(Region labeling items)
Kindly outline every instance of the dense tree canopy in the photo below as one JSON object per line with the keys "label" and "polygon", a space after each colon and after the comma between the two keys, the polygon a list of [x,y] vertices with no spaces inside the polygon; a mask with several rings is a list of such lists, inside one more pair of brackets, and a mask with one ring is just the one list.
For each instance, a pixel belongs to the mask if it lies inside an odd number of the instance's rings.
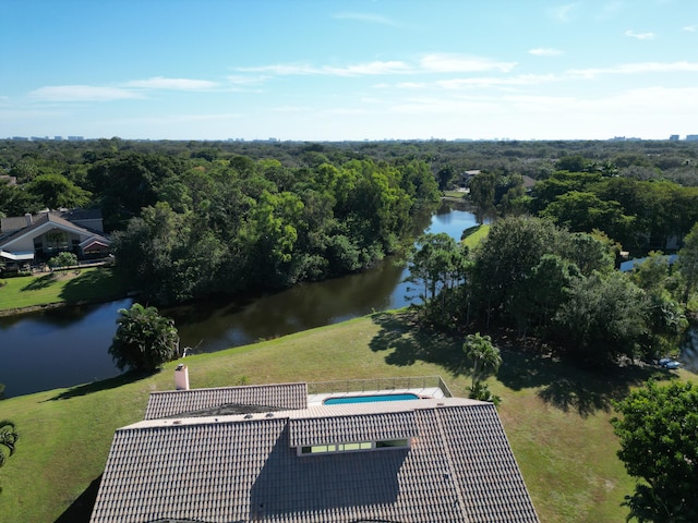
{"label": "dense tree canopy", "polygon": [[160,316],[157,308],[134,303],[119,309],[117,324],[109,354],[120,369],[154,372],[178,354],[174,321]]}
{"label": "dense tree canopy", "polygon": [[639,522],[698,521],[698,388],[650,381],[615,405],[618,458],[641,483],[626,498]]}

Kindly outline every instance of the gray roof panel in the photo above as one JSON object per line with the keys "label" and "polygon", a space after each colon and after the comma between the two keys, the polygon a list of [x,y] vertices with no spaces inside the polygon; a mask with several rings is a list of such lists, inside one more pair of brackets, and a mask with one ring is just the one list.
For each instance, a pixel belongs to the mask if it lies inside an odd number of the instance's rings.
{"label": "gray roof panel", "polygon": [[308,406],[308,385],[254,385],[151,392],[144,419],[171,417],[230,404],[268,406],[273,410],[305,409]]}

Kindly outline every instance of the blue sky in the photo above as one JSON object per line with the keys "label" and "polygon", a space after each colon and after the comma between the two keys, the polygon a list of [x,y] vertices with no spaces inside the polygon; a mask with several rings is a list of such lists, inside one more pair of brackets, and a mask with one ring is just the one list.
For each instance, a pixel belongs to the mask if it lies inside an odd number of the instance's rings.
{"label": "blue sky", "polygon": [[698,134],[696,0],[3,0],[0,137]]}

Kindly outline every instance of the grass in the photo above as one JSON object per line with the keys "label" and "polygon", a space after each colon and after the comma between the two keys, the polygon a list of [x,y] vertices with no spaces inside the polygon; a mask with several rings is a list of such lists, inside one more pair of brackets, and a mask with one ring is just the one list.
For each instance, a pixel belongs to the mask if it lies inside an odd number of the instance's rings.
{"label": "grass", "polygon": [[466,229],[464,231],[464,235],[465,235],[464,241],[466,245],[468,245],[468,247],[473,248],[480,244],[482,239],[485,238],[489,232],[490,232],[489,224],[471,227],[470,229]]}
{"label": "grass", "polygon": [[[461,344],[406,315],[377,313],[185,362],[192,388],[441,375],[466,396]],[[599,376],[506,340],[502,348],[504,365],[490,386],[503,399],[500,415],[541,521],[623,521],[619,503],[634,481],[615,455],[611,401],[650,372]],[[0,522],[86,521],[115,429],[143,418],[151,391],[173,388],[176,364],[1,401],[0,419],[14,421],[21,439],[0,469]]]}
{"label": "grass", "polygon": [[109,268],[55,271],[0,280],[0,314],[52,304],[123,297],[129,282]]}

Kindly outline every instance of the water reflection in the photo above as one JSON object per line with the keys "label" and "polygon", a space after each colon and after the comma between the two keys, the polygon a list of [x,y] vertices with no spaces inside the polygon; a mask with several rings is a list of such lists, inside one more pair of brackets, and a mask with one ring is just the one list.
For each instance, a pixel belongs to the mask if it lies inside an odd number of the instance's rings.
{"label": "water reflection", "polygon": [[[476,224],[464,210],[442,208],[424,227],[460,239]],[[375,268],[246,301],[205,302],[164,309],[174,318],[182,346],[213,352],[344,321],[408,304],[404,266],[386,259]],[[0,318],[0,382],[5,396],[69,387],[119,374],[107,353],[117,311],[130,300]]]}
{"label": "water reflection", "polygon": [[0,382],[5,397],[69,387],[118,374],[107,349],[117,311],[130,300],[0,318]]}

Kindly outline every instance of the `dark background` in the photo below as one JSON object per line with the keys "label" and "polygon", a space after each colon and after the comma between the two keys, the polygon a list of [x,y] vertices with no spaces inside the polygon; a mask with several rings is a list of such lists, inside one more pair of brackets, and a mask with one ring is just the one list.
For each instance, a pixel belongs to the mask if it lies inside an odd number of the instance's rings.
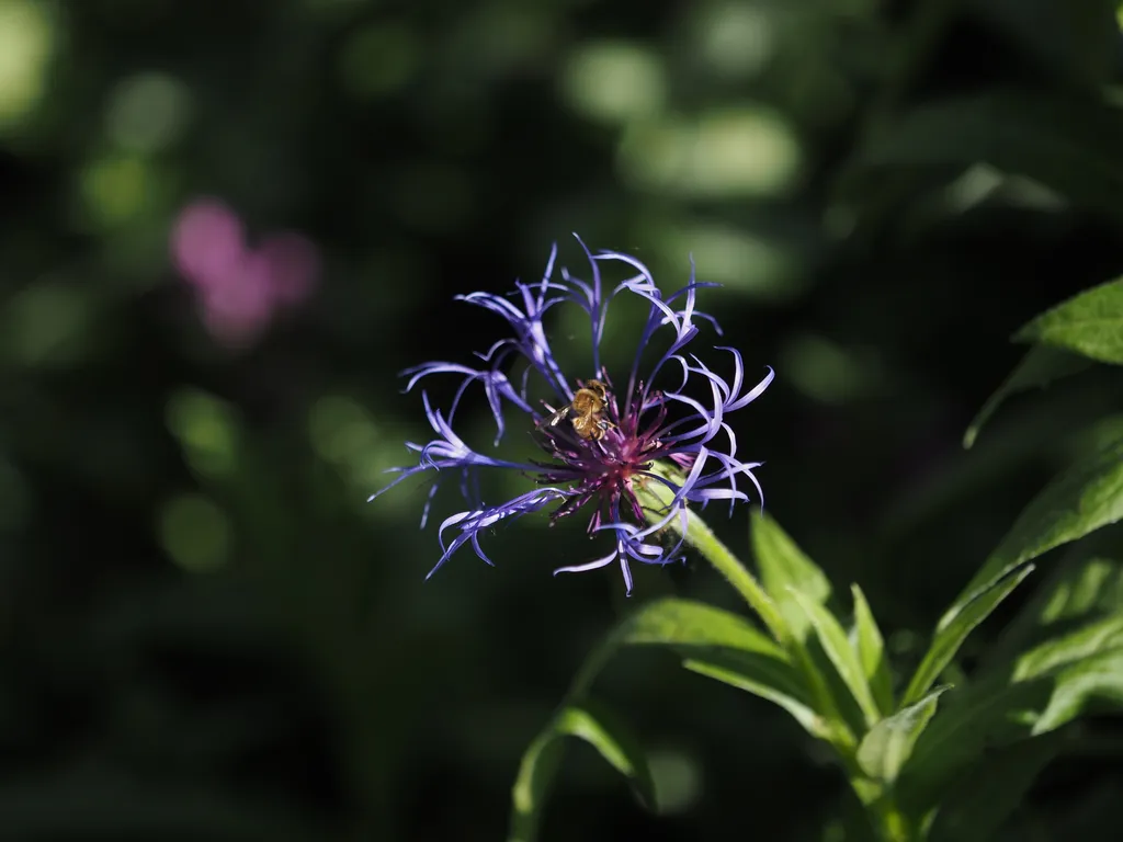
{"label": "dark background", "polygon": [[[1085,375],[960,445],[1010,333],[1123,244],[1103,205],[970,155],[855,161],[917,103],[1116,80],[1111,4],[1072,7],[0,0],[0,838],[503,838],[622,583],[551,578],[588,547],[545,518],[490,537],[496,568],[466,550],[423,582],[423,491],[365,501],[428,436],[396,373],[501,337],[453,296],[537,277],[554,241],[587,274],[570,231],[668,291],[690,254],[725,284],[702,308],[750,376],[777,369],[737,419],[769,511],[914,662],[1120,404]],[[313,295],[256,341],[209,335],[170,259],[200,196],[320,250]],[[486,434],[485,408],[463,419]],[[743,509],[711,522],[746,549]],[[631,604],[733,605],[702,564],[639,573]],[[766,703],[650,653],[602,695],[664,815],[581,745],[544,839],[849,838],[842,776]],[[1040,827],[1114,826],[1097,763],[1035,790]]]}

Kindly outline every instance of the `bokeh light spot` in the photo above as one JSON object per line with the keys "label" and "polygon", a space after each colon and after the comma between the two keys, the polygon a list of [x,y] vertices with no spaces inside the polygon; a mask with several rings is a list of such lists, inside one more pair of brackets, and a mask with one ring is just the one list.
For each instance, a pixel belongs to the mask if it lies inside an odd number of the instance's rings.
{"label": "bokeh light spot", "polygon": [[172,560],[191,573],[222,567],[230,552],[230,521],[201,494],[182,494],[159,512],[159,539]]}
{"label": "bokeh light spot", "polygon": [[106,132],[128,152],[158,152],[180,137],[190,104],[188,88],[179,80],[141,73],[113,90],[106,111]]}
{"label": "bokeh light spot", "polygon": [[0,128],[22,122],[39,104],[54,42],[46,3],[0,0]]}
{"label": "bokeh light spot", "polygon": [[773,55],[775,33],[766,9],[748,3],[700,4],[694,39],[719,76],[741,80],[759,73]]}
{"label": "bokeh light spot", "polygon": [[399,24],[359,29],[339,53],[339,81],[358,99],[393,93],[418,67],[421,46],[409,27]]}
{"label": "bokeh light spot", "polygon": [[630,126],[620,143],[622,176],[682,198],[776,195],[798,174],[801,152],[788,125],[763,108],[738,108]]}
{"label": "bokeh light spot", "polygon": [[240,424],[229,404],[206,392],[183,388],[168,399],[165,418],[194,470],[207,476],[226,476],[234,470]]}
{"label": "bokeh light spot", "polygon": [[82,172],[82,199],[90,219],[112,228],[139,217],[150,207],[154,190],[148,165],[138,157],[109,157]]}
{"label": "bokeh light spot", "polygon": [[584,45],[569,57],[562,80],[576,111],[610,123],[659,113],[666,88],[658,56],[627,42]]}
{"label": "bokeh light spot", "polygon": [[807,289],[795,255],[745,229],[716,223],[660,226],[651,241],[657,244],[660,262],[683,277],[693,255],[700,281],[723,284],[754,299],[787,302]]}

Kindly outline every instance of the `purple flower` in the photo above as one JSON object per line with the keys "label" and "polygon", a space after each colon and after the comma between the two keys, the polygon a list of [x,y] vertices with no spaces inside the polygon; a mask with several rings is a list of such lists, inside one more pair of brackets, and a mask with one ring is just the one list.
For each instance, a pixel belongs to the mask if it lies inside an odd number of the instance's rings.
{"label": "purple flower", "polygon": [[[737,439],[727,419],[767,388],[774,377],[772,368],[764,379],[746,390],[745,367],[734,348],[718,348],[727,355],[732,368],[729,378],[686,351],[697,336],[700,321],[721,335],[718,322],[695,309],[697,290],[716,284],[694,281],[692,262],[690,283],[665,296],[636,258],[617,251],[593,255],[585,249],[585,254],[592,274],[587,282],[564,267],[557,273],[560,277],[555,276],[555,246],[540,282],[515,283],[514,293],[506,296],[486,292],[457,296],[502,317],[512,333],[486,353],[477,354],[478,367],[427,363],[403,372],[409,378],[407,392],[435,374],[462,378],[447,412],[435,406],[422,390],[426,418],[436,438],[424,445],[407,442],[418,454],[418,464],[392,468],[400,476],[371,496],[374,500],[416,474],[433,472],[436,477],[421,518],[423,528],[440,482],[450,476],[459,479],[469,507],[440,524],[441,556],[429,576],[466,543],[472,544],[481,559],[492,564],[480,544],[484,531],[501,520],[553,506],[551,525],[568,515],[587,512],[588,532],[611,538],[604,555],[585,564],[562,567],[555,574],[592,570],[617,561],[630,594],[631,560],[665,565],[682,557],[682,538],[667,544],[661,536],[676,518],[679,519],[674,524],[678,527],[676,531],[679,536],[685,533],[690,504],[704,509],[711,501],[728,500],[732,511],[738,501],[748,501],[748,495],[738,487],[740,477],[747,477],[763,497],[752,475],[760,463],[746,463],[737,457]],[[622,265],[631,276],[606,289],[601,269],[608,264]],[[613,379],[601,360],[609,306],[617,299],[631,299],[633,304],[638,301],[647,310],[634,359],[627,379],[621,381]],[[577,306],[588,319],[590,378],[567,377],[550,347],[544,319],[547,311],[558,305]],[[659,338],[668,340],[667,347],[655,351],[652,365],[642,367],[645,351]],[[545,397],[535,400],[533,381],[545,384]],[[655,384],[661,382],[673,385],[656,388]],[[465,392],[473,386],[483,390],[494,417],[494,446],[502,441],[508,430],[504,415],[513,408],[522,420],[520,432],[533,438],[541,459],[500,459],[468,446],[456,434],[453,429],[456,411]],[[687,386],[700,396],[687,394]],[[477,474],[483,468],[521,472],[533,486],[513,500],[487,505],[478,494]],[[647,484],[664,486],[664,497],[669,503],[661,510],[652,511],[650,495],[643,495]]]}
{"label": "purple flower", "polygon": [[217,199],[198,199],[179,214],[172,259],[194,289],[203,323],[230,347],[252,345],[276,313],[307,299],[319,276],[319,253],[299,234],[246,244],[241,219]]}

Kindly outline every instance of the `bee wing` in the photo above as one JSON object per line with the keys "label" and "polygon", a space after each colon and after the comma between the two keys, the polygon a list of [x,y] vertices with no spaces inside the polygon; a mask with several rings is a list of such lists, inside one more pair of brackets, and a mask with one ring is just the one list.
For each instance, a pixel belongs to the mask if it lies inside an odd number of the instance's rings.
{"label": "bee wing", "polygon": [[[547,408],[548,409],[548,408]],[[569,406],[563,406],[559,410],[555,410],[554,414],[546,419],[545,423],[547,427],[557,427],[562,421],[566,419],[569,414]]]}

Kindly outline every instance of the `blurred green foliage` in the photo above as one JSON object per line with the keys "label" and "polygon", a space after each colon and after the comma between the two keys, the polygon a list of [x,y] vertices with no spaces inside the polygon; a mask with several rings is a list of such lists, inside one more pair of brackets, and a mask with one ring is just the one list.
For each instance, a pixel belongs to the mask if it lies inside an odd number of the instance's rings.
{"label": "blurred green foliage", "polygon": [[[453,295],[536,276],[569,231],[725,284],[705,309],[778,369],[738,429],[769,510],[919,663],[1034,493],[1119,429],[1098,367],[960,447],[1006,337],[1123,275],[1121,57],[1097,0],[0,0],[0,835],[506,832],[620,583],[553,579],[584,539],[541,520],[423,582],[423,492],[365,500],[424,434],[396,373],[496,338]],[[204,195],[322,255],[248,347],[168,256]],[[743,513],[712,525],[747,546]],[[631,602],[730,605],[703,565],[639,574]],[[810,736],[670,667],[601,679],[660,814],[582,747],[542,839],[851,838]],[[1114,838],[1119,725],[1089,727],[1011,839]]]}

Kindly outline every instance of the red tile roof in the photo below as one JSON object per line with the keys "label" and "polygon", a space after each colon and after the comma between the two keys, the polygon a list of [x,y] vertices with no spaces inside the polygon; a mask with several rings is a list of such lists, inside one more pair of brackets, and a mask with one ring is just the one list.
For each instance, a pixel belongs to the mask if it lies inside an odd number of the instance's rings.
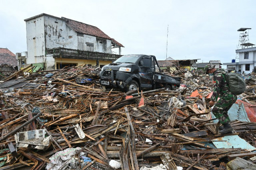
{"label": "red tile roof", "polygon": [[7,54],[12,56],[16,56],[12,51],[8,49],[0,48],[0,54]]}
{"label": "red tile roof", "polygon": [[14,66],[18,66],[16,57],[8,54],[0,53],[0,65],[8,64]]}
{"label": "red tile roof", "polygon": [[65,20],[66,24],[76,32],[110,39],[112,41],[112,43],[124,47],[121,43],[109,37],[97,27],[64,17],[61,18]]}
{"label": "red tile roof", "polygon": [[158,60],[158,61],[160,67],[167,67],[178,66],[179,63],[176,60]]}

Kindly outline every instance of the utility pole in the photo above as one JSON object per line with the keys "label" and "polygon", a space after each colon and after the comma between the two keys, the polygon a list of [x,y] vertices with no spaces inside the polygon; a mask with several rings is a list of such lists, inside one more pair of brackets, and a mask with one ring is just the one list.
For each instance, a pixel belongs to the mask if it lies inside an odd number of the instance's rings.
{"label": "utility pole", "polygon": [[167,47],[168,47],[168,28],[169,25],[167,25],[167,41],[166,41],[166,59],[167,59]]}

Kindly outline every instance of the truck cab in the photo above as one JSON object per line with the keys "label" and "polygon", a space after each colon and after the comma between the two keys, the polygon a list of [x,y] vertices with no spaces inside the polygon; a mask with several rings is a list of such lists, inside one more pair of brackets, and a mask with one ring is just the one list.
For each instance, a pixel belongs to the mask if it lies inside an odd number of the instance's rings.
{"label": "truck cab", "polygon": [[[179,87],[180,78],[157,72],[158,70],[161,71],[154,56],[124,55],[102,67],[100,84],[106,88],[118,88],[125,91],[137,88],[152,90],[168,87],[171,90]],[[166,77],[168,78],[167,81],[164,80]]]}

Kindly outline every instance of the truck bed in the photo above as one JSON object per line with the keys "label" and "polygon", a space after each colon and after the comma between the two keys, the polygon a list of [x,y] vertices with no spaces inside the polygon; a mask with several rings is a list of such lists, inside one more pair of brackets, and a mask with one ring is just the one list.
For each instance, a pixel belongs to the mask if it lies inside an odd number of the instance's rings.
{"label": "truck bed", "polygon": [[170,76],[164,74],[159,72],[155,72],[154,74],[154,80],[155,82],[160,83],[168,83],[174,84],[179,87],[180,84],[181,78],[179,77],[172,77]]}

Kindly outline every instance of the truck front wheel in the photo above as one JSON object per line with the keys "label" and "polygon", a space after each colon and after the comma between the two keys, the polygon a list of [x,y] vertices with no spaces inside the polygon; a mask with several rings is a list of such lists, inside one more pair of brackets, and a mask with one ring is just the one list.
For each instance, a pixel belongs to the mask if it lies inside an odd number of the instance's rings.
{"label": "truck front wheel", "polygon": [[137,90],[138,87],[139,85],[137,82],[135,80],[132,80],[128,84],[126,91],[128,92],[134,90]]}
{"label": "truck front wheel", "polygon": [[170,85],[167,85],[165,87],[165,90],[171,90],[172,88]]}

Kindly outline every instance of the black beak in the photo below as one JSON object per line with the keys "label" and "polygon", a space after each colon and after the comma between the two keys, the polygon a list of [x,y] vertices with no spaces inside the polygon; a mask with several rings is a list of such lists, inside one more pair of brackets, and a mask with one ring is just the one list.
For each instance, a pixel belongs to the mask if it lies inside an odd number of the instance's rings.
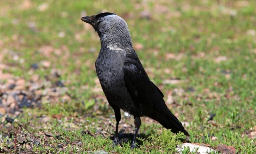
{"label": "black beak", "polygon": [[84,17],[81,18],[81,20],[84,22],[88,23],[92,25],[95,24],[93,21],[94,20],[94,16]]}

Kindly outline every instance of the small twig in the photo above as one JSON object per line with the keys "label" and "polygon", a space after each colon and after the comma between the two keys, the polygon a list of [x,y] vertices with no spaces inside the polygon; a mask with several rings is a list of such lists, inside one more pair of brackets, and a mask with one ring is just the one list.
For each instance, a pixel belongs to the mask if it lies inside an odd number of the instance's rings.
{"label": "small twig", "polygon": [[18,133],[18,129],[19,129],[19,125],[18,124],[18,121],[17,119],[14,120],[14,128],[15,129],[15,143],[14,149],[15,149],[16,152],[17,152],[17,134]]}

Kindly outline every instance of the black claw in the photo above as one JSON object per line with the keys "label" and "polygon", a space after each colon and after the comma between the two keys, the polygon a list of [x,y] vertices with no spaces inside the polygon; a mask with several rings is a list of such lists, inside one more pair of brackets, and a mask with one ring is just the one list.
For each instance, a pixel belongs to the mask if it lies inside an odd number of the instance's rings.
{"label": "black claw", "polygon": [[116,146],[118,145],[119,144],[119,139],[118,139],[117,136],[114,137],[114,139],[113,140],[113,146],[115,145]]}
{"label": "black claw", "polygon": [[134,148],[135,148],[135,144],[132,144],[131,145],[131,149],[133,149]]}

→ **Stated goal**
From the rows above, pull out each line that contains the string "front" and copy it out in full. Treat the match as case-sensitive.

→ **Complete answer**
Kindly outline every instance of the truck front wheel in the photo above as one JSON object per line with the keys "label" and "polygon", a space after each colon and after the comma between the two keys, the polygon a list of [x,y] vertices with no spaces inside the polygon; a mask with several rings is a list of such lists, inside one more pair of brackets, and a mask with one ring is just the one list.
{"label": "truck front wheel", "polygon": [[137,90],[138,87],[139,85],[137,82],[135,80],[132,80],[128,84],[126,91],[128,92],[134,90]]}
{"label": "truck front wheel", "polygon": [[170,85],[167,85],[165,87],[165,90],[171,90],[172,88]]}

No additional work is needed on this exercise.